TEXT SECTION ::
** START **

This is the thing about people like Branson and other types of entrepreneurs they have no limits as to who they target to extract money from.
As my ISP is indeed VIRGIN MEDIA Im staying clear of the fucker.
Consider: After Capitalism by David Schweickart (re: economy democracy). No doubt, the 'automated future' you mention is trending, so to speak, but it's not inevitable, or an inescapable prospect.
Correct! You see and Ive read Christoffers point he has made. Although not truly misguided in terms of cost savings automaton goes only so far as the human engineers ingenuity is able to automate certain tasks.
Lets take mining of raw materials as an example or even oil drilling which is where the real money is. Human prospecting still remains crucial for the identification of certain oil rich sites. Machines will still be able to identify these so called rich areas of oil. Clever AI will do the trick but the programmer still has to deploy the bloody machine in the first place
I agree and I don't. Yes, the wealth should be redistributed in a way to make humans live humane lives. That I agree with.

** END **

SHORT TASK 1 ::
Reproduce the stretch of records from the line containing "dark horse tail ->" through the line containing "1031 702 L 1029", both included, with every coordinate in the answers multiplied by 0.7 and rounded to the nearest whole number, halves rounding up. Leave all other lines unchanged and give only this stretch.

[Contour labeling items]
** START **

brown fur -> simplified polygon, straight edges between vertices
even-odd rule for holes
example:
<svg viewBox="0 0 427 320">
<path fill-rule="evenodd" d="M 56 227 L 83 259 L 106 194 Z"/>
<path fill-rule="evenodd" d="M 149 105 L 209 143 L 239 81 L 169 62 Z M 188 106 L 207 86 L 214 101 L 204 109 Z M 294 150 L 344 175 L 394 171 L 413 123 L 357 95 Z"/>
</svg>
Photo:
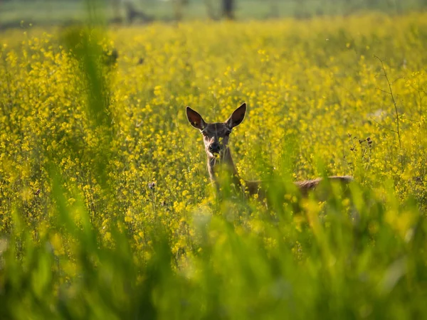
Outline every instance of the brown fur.
<svg viewBox="0 0 427 320">
<path fill-rule="evenodd" d="M 240 189 L 248 192 L 250 195 L 258 194 L 261 198 L 265 198 L 265 191 L 260 188 L 261 181 L 247 181 L 239 177 L 228 148 L 228 135 L 232 129 L 240 124 L 243 120 L 246 112 L 246 104 L 243 103 L 233 112 L 225 122 L 207 123 L 198 112 L 189 107 L 186 107 L 189 121 L 193 127 L 199 129 L 204 136 L 205 151 L 208 158 L 208 171 L 211 180 L 216 183 L 217 188 L 219 188 L 216 170 L 218 165 L 221 164 L 231 177 L 231 182 Z M 215 151 L 218 152 L 212 151 L 213 146 L 218 148 L 218 150 L 214 148 Z M 353 180 L 353 178 L 349 176 L 333 176 L 327 178 L 343 183 L 347 183 Z M 314 190 L 322 181 L 322 178 L 317 178 L 313 180 L 297 181 L 294 183 L 301 193 L 306 196 L 310 191 Z"/>
</svg>

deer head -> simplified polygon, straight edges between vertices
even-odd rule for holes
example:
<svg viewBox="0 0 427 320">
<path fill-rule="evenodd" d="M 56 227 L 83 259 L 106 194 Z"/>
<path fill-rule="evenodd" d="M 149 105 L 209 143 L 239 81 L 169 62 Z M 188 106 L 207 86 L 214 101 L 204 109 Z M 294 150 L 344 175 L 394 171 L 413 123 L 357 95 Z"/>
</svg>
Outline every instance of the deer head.
<svg viewBox="0 0 427 320">
<path fill-rule="evenodd" d="M 203 135 L 205 150 L 209 158 L 222 158 L 228 151 L 228 137 L 231 130 L 239 125 L 246 112 L 246 104 L 237 108 L 225 122 L 206 123 L 201 116 L 189 107 L 186 107 L 186 115 L 193 127 L 200 130 Z"/>
</svg>

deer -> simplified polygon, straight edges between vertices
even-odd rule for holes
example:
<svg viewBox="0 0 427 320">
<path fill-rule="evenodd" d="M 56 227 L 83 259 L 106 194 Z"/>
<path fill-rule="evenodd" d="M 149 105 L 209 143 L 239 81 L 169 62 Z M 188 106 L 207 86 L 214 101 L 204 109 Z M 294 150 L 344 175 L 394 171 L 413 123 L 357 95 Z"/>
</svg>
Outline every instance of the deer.
<svg viewBox="0 0 427 320">
<path fill-rule="evenodd" d="M 236 168 L 230 148 L 228 139 L 233 129 L 238 126 L 245 117 L 246 104 L 242 104 L 238 107 L 225 122 L 207 123 L 199 112 L 186 107 L 186 116 L 190 124 L 198 129 L 203 136 L 205 151 L 208 160 L 208 171 L 211 181 L 219 190 L 220 181 L 218 179 L 218 169 L 219 164 L 225 168 L 231 178 L 230 182 L 234 183 L 240 190 L 250 196 L 258 195 L 261 198 L 265 198 L 265 191 L 263 189 L 263 181 L 246 181 L 242 179 Z M 332 176 L 327 178 L 330 181 L 339 181 L 347 184 L 353 181 L 350 176 Z M 303 196 L 307 196 L 309 191 L 313 191 L 324 180 L 317 178 L 312 180 L 305 180 L 293 182 Z"/>
</svg>

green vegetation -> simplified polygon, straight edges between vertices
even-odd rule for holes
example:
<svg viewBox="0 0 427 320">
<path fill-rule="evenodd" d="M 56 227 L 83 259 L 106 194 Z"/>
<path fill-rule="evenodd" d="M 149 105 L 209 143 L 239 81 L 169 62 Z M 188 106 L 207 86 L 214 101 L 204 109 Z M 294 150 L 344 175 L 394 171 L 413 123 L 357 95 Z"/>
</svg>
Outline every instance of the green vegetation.
<svg viewBox="0 0 427 320">
<path fill-rule="evenodd" d="M 426 31 L 423 14 L 8 31 L 0 319 L 426 317 Z M 216 197 L 185 115 L 243 102 L 231 150 L 275 181 L 268 207 Z M 287 188 L 335 174 L 348 193 Z"/>
</svg>

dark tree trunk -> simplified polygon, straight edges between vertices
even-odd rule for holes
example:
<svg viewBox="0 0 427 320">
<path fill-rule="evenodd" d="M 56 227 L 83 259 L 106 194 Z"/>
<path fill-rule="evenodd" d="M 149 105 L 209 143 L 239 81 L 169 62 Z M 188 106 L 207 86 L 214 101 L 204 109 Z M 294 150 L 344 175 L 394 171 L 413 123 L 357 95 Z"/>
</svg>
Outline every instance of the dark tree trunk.
<svg viewBox="0 0 427 320">
<path fill-rule="evenodd" d="M 228 19 L 234 18 L 234 0 L 223 0 L 223 14 Z"/>
</svg>

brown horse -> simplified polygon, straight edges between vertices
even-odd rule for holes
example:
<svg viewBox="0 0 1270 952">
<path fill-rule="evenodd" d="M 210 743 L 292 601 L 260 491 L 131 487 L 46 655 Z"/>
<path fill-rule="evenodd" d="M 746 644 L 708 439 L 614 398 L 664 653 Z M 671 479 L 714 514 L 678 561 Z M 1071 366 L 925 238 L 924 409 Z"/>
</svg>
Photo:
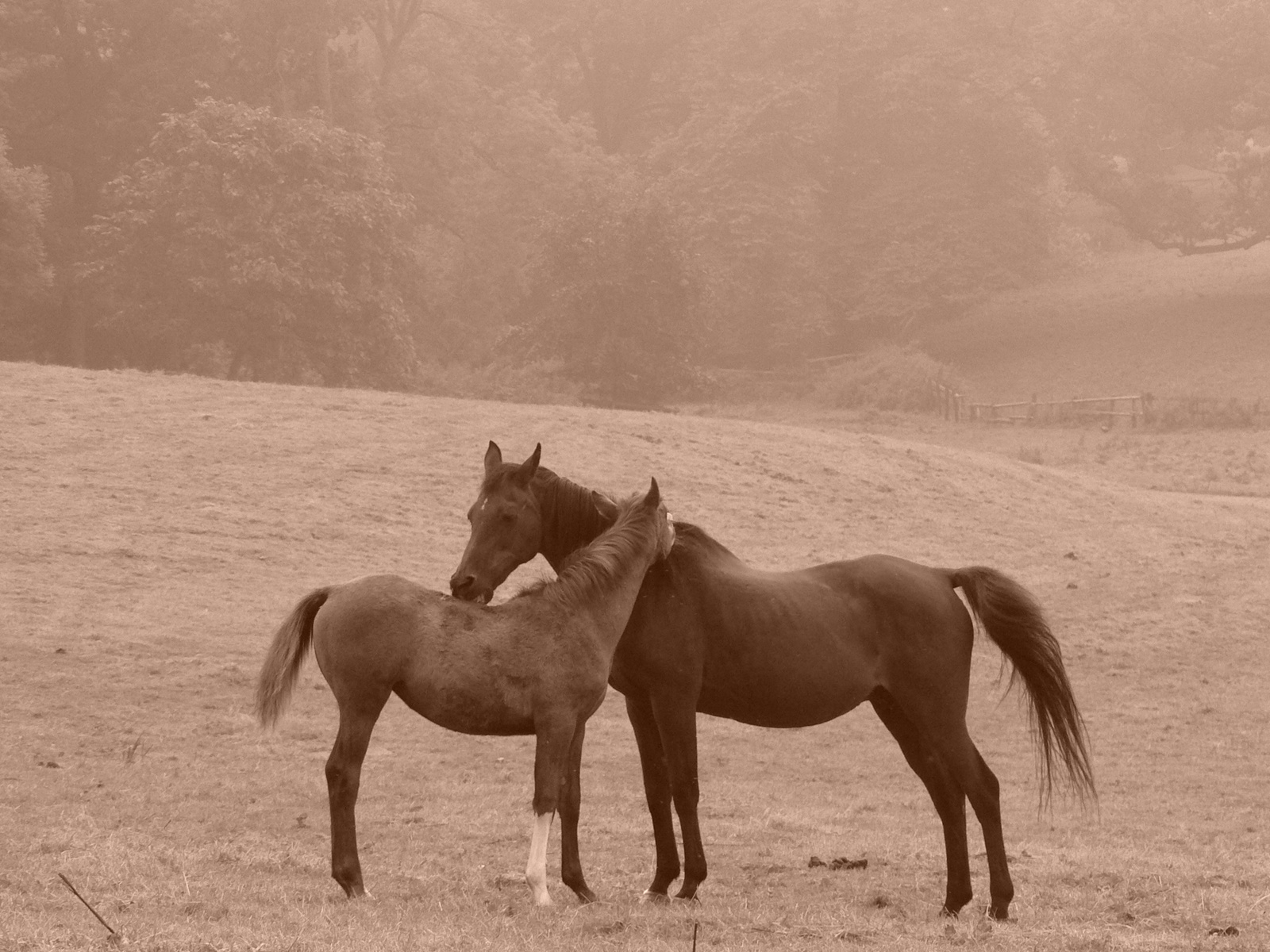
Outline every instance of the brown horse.
<svg viewBox="0 0 1270 952">
<path fill-rule="evenodd" d="M 561 566 L 612 519 L 603 496 L 540 467 L 541 449 L 517 466 L 489 444 L 480 506 L 469 513 L 471 537 L 450 580 L 455 595 L 488 600 L 537 552 Z M 644 580 L 608 679 L 626 696 L 653 815 L 657 871 L 648 895 L 664 897 L 679 875 L 672 801 L 683 834 L 678 896 L 695 896 L 706 876 L 697 711 L 763 727 L 804 727 L 869 701 L 942 821 L 942 911 L 956 915 L 972 896 L 969 798 L 987 847 L 988 911 L 1006 919 L 1013 885 L 999 788 L 965 725 L 975 617 L 1013 665 L 1011 684 L 1021 680 L 1031 702 L 1043 795 L 1062 762 L 1076 791 L 1093 796 L 1085 724 L 1058 641 L 1031 595 L 994 569 L 932 569 L 881 555 L 758 571 L 696 526 L 681 522 L 676 532 L 669 557 Z M 570 842 L 577 838 L 563 840 Z"/>
<path fill-rule="evenodd" d="M 278 720 L 312 645 L 339 703 L 326 791 L 331 876 L 344 892 L 366 892 L 353 809 L 371 730 L 396 692 L 452 731 L 536 737 L 525 877 L 535 901 L 550 904 L 546 849 L 559 805 L 565 838 L 560 878 L 583 899 L 594 899 L 578 861 L 583 734 L 603 701 L 644 574 L 673 543 L 674 527 L 653 480 L 643 498 L 616 504 L 612 528 L 578 552 L 559 579 L 500 605 L 455 600 L 396 575 L 329 585 L 300 600 L 260 669 L 255 711 L 264 726 Z"/>
</svg>

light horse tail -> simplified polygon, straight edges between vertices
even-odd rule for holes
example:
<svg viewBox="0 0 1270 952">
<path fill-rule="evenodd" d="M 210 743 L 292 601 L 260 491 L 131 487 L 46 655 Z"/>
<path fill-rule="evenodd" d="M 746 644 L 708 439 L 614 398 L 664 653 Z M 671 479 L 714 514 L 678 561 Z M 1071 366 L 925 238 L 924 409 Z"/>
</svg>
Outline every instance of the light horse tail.
<svg viewBox="0 0 1270 952">
<path fill-rule="evenodd" d="M 300 665 L 305 663 L 305 655 L 312 644 L 314 617 L 333 590 L 334 586 L 328 585 L 314 589 L 300 599 L 273 636 L 269 654 L 264 656 L 264 665 L 260 668 L 260 679 L 255 683 L 255 716 L 260 720 L 260 726 L 272 727 L 291 701 Z"/>
<path fill-rule="evenodd" d="M 1058 762 L 1081 800 L 1097 800 L 1085 718 L 1076 707 L 1058 638 L 1036 599 L 1017 581 L 987 566 L 973 565 L 949 575 L 952 586 L 965 593 L 988 637 L 1010 660 L 1007 691 L 1016 680 L 1024 684 L 1030 702 L 1029 724 L 1044 760 L 1041 803 L 1053 792 Z"/>
</svg>

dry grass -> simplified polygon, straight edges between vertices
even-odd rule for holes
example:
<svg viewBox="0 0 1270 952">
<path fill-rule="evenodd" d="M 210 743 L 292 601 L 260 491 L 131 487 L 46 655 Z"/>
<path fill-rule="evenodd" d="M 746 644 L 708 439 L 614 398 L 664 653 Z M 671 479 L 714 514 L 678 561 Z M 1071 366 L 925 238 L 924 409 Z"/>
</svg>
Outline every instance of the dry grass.
<svg viewBox="0 0 1270 952">
<path fill-rule="evenodd" d="M 696 922 L 701 949 L 1270 941 L 1257 500 L 832 426 L 18 364 L 0 364 L 0 407 L 3 949 L 104 944 L 57 872 L 144 949 L 686 951 Z M 560 905 L 528 902 L 531 743 L 447 734 L 398 702 L 359 803 L 375 899 L 345 901 L 328 873 L 334 703 L 310 664 L 263 734 L 253 679 L 314 585 L 400 571 L 443 588 L 489 438 L 509 458 L 542 440 L 546 465 L 613 490 L 655 475 L 677 517 L 758 565 L 889 551 L 1031 588 L 1101 803 L 1036 814 L 1024 718 L 980 646 L 970 724 L 1002 781 L 1017 923 L 936 915 L 937 820 L 864 711 L 801 731 L 701 717 L 711 875 L 700 904 L 639 905 L 652 838 L 616 694 L 583 778 L 583 861 L 606 901 L 578 908 L 555 882 Z M 812 854 L 870 863 L 809 869 Z M 1241 934 L 1208 937 L 1226 925 Z"/>
<path fill-rule="evenodd" d="M 974 400 L 1152 392 L 1270 400 L 1270 244 L 1219 255 L 1137 249 L 999 294 L 925 349 Z"/>
</svg>

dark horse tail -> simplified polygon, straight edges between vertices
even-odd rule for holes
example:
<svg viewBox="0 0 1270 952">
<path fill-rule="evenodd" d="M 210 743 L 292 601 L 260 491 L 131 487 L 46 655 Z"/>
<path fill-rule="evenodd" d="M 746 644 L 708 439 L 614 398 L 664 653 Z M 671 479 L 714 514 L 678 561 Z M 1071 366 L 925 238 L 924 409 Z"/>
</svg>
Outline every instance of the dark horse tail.
<svg viewBox="0 0 1270 952">
<path fill-rule="evenodd" d="M 1031 702 L 1029 722 L 1045 762 L 1041 802 L 1053 792 L 1057 760 L 1067 768 L 1072 787 L 1082 800 L 1097 798 L 1085 718 L 1076 707 L 1058 638 L 1049 630 L 1036 599 L 996 569 L 973 565 L 949 575 L 952 586 L 965 592 L 988 637 L 1013 665 L 1008 687 L 1022 680 Z"/>
<path fill-rule="evenodd" d="M 330 593 L 330 586 L 314 589 L 300 599 L 273 636 L 260 668 L 260 679 L 255 683 L 255 716 L 263 727 L 272 727 L 286 710 L 300 665 L 305 663 L 312 642 L 314 617 Z"/>
</svg>

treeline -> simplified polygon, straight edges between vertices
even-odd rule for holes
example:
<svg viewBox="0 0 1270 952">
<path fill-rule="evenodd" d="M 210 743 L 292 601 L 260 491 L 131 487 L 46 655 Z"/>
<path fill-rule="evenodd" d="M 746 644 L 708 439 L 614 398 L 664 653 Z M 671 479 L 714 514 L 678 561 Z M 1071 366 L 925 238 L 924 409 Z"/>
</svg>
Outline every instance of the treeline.
<svg viewBox="0 0 1270 952">
<path fill-rule="evenodd" d="M 1262 0 L 0 0 L 0 358 L 648 399 L 1248 246 L 1267 127 Z"/>
</svg>

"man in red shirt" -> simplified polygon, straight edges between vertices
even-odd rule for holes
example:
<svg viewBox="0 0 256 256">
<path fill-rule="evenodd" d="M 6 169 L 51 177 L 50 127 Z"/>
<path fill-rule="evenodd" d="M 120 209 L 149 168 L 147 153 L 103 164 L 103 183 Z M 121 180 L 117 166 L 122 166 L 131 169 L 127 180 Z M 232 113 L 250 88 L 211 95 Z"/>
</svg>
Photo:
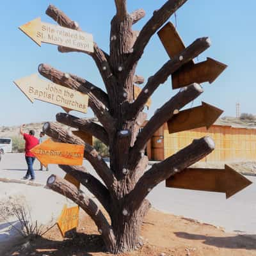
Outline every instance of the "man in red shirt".
<svg viewBox="0 0 256 256">
<path fill-rule="evenodd" d="M 35 137 L 35 131 L 30 130 L 29 134 L 24 133 L 23 132 L 23 127 L 25 126 L 24 124 L 20 126 L 20 133 L 23 136 L 23 138 L 25 140 L 25 158 L 26 161 L 28 164 L 28 171 L 26 175 L 23 177 L 24 179 L 27 180 L 29 175 L 31 177 L 30 180 L 35 180 L 35 172 L 33 168 L 33 164 L 34 163 L 35 157 L 35 155 L 30 152 L 34 147 L 36 146 L 39 143 L 38 140 Z"/>
</svg>

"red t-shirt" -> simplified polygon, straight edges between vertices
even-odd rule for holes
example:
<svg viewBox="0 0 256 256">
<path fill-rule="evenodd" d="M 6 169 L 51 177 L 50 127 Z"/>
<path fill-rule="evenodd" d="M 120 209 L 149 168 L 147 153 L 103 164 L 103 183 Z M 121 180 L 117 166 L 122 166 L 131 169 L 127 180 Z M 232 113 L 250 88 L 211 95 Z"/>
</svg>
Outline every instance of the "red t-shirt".
<svg viewBox="0 0 256 256">
<path fill-rule="evenodd" d="M 38 140 L 36 139 L 36 137 L 30 134 L 28 134 L 27 133 L 24 133 L 23 134 L 23 138 L 26 141 L 25 156 L 35 157 L 35 155 L 30 152 L 30 150 L 39 143 Z"/>
</svg>

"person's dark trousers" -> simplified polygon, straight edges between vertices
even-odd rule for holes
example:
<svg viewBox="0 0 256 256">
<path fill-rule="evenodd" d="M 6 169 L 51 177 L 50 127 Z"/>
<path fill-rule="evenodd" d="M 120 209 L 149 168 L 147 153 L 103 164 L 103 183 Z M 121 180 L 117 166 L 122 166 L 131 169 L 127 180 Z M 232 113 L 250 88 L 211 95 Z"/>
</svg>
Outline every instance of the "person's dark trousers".
<svg viewBox="0 0 256 256">
<path fill-rule="evenodd" d="M 33 164 L 34 163 L 35 157 L 33 157 L 31 156 L 26 156 L 25 157 L 26 157 L 26 161 L 27 162 L 27 164 L 28 164 L 28 172 L 27 172 L 27 173 L 26 174 L 25 177 L 26 179 L 28 179 L 30 175 L 31 179 L 35 179 L 35 172 L 34 172 L 34 169 L 33 168 Z"/>
</svg>

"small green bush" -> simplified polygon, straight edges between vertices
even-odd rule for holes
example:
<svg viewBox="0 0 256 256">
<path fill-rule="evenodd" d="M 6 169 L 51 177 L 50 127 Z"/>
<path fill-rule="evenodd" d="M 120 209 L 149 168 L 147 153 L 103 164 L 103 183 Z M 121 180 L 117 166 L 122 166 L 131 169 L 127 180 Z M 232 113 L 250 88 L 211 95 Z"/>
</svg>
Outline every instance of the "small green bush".
<svg viewBox="0 0 256 256">
<path fill-rule="evenodd" d="M 108 147 L 98 139 L 93 140 L 93 147 L 104 157 L 109 156 L 109 152 Z"/>
<path fill-rule="evenodd" d="M 12 152 L 24 152 L 25 149 L 25 141 L 22 136 L 12 137 Z"/>
</svg>

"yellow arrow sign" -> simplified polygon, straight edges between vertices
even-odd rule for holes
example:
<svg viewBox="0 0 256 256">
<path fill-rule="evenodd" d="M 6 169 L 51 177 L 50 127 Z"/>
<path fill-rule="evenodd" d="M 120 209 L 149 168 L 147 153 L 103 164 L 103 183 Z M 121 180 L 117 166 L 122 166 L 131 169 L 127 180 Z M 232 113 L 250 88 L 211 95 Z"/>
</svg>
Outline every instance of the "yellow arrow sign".
<svg viewBox="0 0 256 256">
<path fill-rule="evenodd" d="M 185 189 L 225 193 L 228 198 L 252 182 L 232 168 L 187 168 L 166 180 L 166 186 Z"/>
<path fill-rule="evenodd" d="M 61 214 L 57 221 L 58 227 L 63 237 L 67 231 L 78 226 L 79 214 L 79 206 L 67 208 L 67 205 L 64 205 Z"/>
<path fill-rule="evenodd" d="M 40 46 L 44 42 L 93 52 L 92 35 L 42 22 L 40 17 L 19 28 Z"/>
<path fill-rule="evenodd" d="M 15 80 L 14 83 L 31 102 L 38 99 L 82 113 L 87 111 L 87 95 L 42 80 L 36 74 Z"/>
<path fill-rule="evenodd" d="M 48 164 L 82 165 L 84 150 L 81 145 L 60 143 L 49 139 L 30 151 L 46 166 Z"/>
</svg>

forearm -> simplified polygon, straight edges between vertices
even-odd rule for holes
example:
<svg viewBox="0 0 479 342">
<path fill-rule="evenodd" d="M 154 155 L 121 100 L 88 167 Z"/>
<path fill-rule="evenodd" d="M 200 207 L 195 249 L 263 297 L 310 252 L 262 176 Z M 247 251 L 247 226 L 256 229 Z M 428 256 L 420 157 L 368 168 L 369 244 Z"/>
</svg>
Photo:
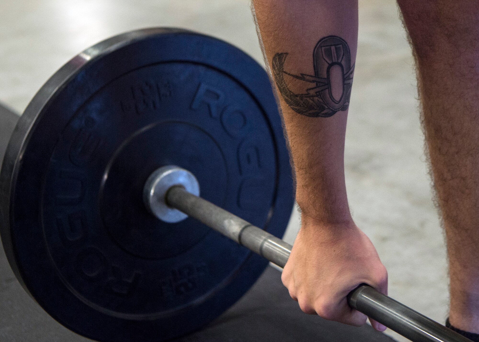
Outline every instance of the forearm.
<svg viewBox="0 0 479 342">
<path fill-rule="evenodd" d="M 303 219 L 348 221 L 344 145 L 357 2 L 254 0 L 253 4 L 282 111 Z M 334 37 L 323 39 L 328 36 Z"/>
</svg>

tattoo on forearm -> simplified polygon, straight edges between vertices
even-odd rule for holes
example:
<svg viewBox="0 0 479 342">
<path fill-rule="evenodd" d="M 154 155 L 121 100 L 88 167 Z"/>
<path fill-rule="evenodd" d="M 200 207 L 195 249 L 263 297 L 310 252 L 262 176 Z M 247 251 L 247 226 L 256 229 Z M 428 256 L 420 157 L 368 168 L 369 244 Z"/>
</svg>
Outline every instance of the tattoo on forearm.
<svg viewBox="0 0 479 342">
<path fill-rule="evenodd" d="M 335 35 L 320 39 L 313 52 L 314 75 L 298 76 L 284 70 L 287 53 L 273 57 L 273 73 L 285 101 L 296 112 L 312 117 L 328 117 L 349 105 L 353 83 L 351 55 L 344 40 Z M 313 83 L 304 93 L 295 94 L 288 87 L 285 75 Z"/>
</svg>

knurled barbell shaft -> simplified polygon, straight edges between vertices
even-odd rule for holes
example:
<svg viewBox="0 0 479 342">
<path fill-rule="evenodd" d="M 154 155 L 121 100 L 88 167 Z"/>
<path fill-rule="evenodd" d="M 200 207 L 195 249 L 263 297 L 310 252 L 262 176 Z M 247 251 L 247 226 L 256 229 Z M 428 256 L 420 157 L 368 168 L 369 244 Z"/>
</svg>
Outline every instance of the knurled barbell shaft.
<svg viewBox="0 0 479 342">
<path fill-rule="evenodd" d="M 292 246 L 283 240 L 201 197 L 181 186 L 166 194 L 169 205 L 195 218 L 223 235 L 284 267 Z M 362 285 L 348 296 L 357 310 L 414 342 L 470 342 L 470 340 L 371 286 Z"/>
</svg>

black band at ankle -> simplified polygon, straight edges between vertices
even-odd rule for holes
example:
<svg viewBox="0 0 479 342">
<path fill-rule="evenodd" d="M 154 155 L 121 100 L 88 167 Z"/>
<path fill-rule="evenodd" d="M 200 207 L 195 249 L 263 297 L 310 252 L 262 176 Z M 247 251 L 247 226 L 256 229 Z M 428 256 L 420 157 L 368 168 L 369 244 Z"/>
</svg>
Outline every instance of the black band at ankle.
<svg viewBox="0 0 479 342">
<path fill-rule="evenodd" d="M 454 330 L 457 333 L 460 334 L 464 337 L 468 338 L 474 342 L 479 342 L 479 334 L 476 334 L 474 332 L 469 332 L 469 331 L 465 331 L 463 330 L 458 329 L 457 328 L 455 328 L 451 325 L 451 323 L 449 323 L 448 318 L 446 319 L 446 327 L 452 330 Z"/>
</svg>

** END **

SHORT TASK 2 ::
Which book does the discussion of automation and wealth recommend?

OUTPUT 1 ::
dark horse tail -> simplified polygon, straight edges between vertices
even-odd rule for holes
example:
<svg viewBox="0 0 1270 952">
<path fill-rule="evenodd" d="M 210 743 L 292 601 L 260 491 L 131 487 L 46 655 Z"/>
<path fill-rule="evenodd" d="M 746 644 L 708 439 L 614 398 L 664 653 Z M 671 479 L 714 514 L 678 561 Z M 1071 366 L 925 238 L 924 409 Z"/>
</svg>
Outline every instance of the dark horse tail.
<svg viewBox="0 0 889 666">
<path fill-rule="evenodd" d="M 722 491 L 720 505 L 732 533 L 729 561 L 737 554 L 740 532 L 747 538 L 750 551 L 757 560 L 768 559 L 760 503 L 753 495 L 741 447 L 734 441 L 725 419 L 697 398 L 681 396 L 664 403 L 666 410 L 676 414 L 692 446 L 709 466 L 706 481 L 715 476 Z"/>

OUTPUT 2 ::
After Capitalism by David Schweickart.